HOW TO COMPLETE THIS TASK:
Answer these questions from the text on creativity during photoshoots:
1. How does the writer describe the loss of creativity in landscape photography, compared with model shoots?
2. On model photoshoots, what does the writer say there is a tendency to default to?
3. According to the writer's recent plan, what would reduce travel fatigue?

TEXT PASSAGE:
.....

For creative model shoots, the most important aspect to success may be something entirely overlooked. I’ve always felt during the time I’m making images; I am several degrees less creative than I was when I was planning the shoot at home. Many ideas are forgotten on the day and often the entire theme wanders. With landscape photography the phenomenon is less problematic, but there are some days when the creative mindset is by far the biggest hurdle.
On model photoshoots there is a tendency to default to habitual behaviours, a methodical mindset to try and capture what is remembered of the shoot plan with technical competence. Ideas are forgotten and if a concept didn’t work as well as imagined; It’s a struggle to recover from it.
Rather than accept this situation, hacking creative thinking during the shoot could enable you to up your game. Abandoning usual process and recreating shoots from the ground up. Recently I created a plan on how to approach a photoshoot for maximum creativity. From arriving early to reduce travel fatigue, to getting the models to become more collaborative, all aspects where considered. When I tried to implement this plan during a photoshoot, it become clear that changing behaviours is incredibly challenging. I had forgot to do almost everything I’d planned.

.....

RECORD SET:

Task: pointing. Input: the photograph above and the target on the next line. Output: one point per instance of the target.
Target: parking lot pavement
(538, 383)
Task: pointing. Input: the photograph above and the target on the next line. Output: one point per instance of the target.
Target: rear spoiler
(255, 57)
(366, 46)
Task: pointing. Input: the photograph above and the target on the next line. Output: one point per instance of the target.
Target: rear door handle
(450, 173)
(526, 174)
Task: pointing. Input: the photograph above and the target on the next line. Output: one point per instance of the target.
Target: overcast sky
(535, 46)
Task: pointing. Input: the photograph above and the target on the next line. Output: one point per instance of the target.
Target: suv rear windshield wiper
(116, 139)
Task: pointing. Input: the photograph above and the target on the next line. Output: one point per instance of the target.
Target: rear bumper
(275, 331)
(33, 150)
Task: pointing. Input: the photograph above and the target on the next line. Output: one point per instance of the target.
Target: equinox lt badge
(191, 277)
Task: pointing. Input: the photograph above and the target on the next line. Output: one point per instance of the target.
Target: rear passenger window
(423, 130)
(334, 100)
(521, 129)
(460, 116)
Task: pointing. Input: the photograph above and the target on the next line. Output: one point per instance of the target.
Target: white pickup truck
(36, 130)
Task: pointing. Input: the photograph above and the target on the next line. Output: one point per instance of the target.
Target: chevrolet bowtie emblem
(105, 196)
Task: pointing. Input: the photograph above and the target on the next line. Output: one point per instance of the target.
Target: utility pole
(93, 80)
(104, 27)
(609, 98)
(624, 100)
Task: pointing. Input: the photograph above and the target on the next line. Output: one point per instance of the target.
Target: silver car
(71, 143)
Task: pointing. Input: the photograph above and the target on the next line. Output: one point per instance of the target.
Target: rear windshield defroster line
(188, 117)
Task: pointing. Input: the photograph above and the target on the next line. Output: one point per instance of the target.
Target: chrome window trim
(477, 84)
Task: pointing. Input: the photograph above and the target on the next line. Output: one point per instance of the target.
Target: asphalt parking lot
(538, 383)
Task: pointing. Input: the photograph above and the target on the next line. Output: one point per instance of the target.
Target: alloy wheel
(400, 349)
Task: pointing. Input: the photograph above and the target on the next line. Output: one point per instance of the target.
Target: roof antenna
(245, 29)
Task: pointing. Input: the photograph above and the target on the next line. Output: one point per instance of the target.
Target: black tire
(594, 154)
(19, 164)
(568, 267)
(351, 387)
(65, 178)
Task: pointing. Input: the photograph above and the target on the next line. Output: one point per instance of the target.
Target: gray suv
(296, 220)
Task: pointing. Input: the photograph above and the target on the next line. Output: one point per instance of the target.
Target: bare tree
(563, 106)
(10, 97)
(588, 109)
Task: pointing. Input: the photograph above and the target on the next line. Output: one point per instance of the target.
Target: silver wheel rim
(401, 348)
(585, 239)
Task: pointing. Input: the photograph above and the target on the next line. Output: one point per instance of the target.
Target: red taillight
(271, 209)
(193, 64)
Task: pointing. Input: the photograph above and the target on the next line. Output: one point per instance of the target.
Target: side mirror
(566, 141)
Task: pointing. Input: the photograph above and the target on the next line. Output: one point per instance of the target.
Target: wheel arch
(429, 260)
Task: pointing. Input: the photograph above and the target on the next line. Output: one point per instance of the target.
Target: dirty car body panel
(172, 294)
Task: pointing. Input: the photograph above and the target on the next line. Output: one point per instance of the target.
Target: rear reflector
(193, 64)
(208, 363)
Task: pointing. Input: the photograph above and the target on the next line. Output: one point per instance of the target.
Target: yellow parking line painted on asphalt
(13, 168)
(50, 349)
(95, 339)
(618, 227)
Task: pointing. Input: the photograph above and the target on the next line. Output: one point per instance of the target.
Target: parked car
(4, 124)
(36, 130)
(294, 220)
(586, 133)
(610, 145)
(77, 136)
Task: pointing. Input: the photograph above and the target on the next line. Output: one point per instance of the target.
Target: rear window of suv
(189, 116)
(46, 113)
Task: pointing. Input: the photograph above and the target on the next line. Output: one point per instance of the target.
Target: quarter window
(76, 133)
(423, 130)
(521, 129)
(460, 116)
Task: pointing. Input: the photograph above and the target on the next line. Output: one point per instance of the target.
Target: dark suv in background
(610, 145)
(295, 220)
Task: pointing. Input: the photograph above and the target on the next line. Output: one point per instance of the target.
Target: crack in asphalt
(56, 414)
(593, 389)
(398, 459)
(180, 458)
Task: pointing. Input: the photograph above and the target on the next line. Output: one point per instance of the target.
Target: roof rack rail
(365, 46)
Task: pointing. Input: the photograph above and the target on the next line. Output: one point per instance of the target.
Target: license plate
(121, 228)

.....

OUTPUT BELOW:
1. It is less problematic, though on some days the creative mindset is by far the biggest hurdle.
2. Habitual behaviours.
3. Arriving early.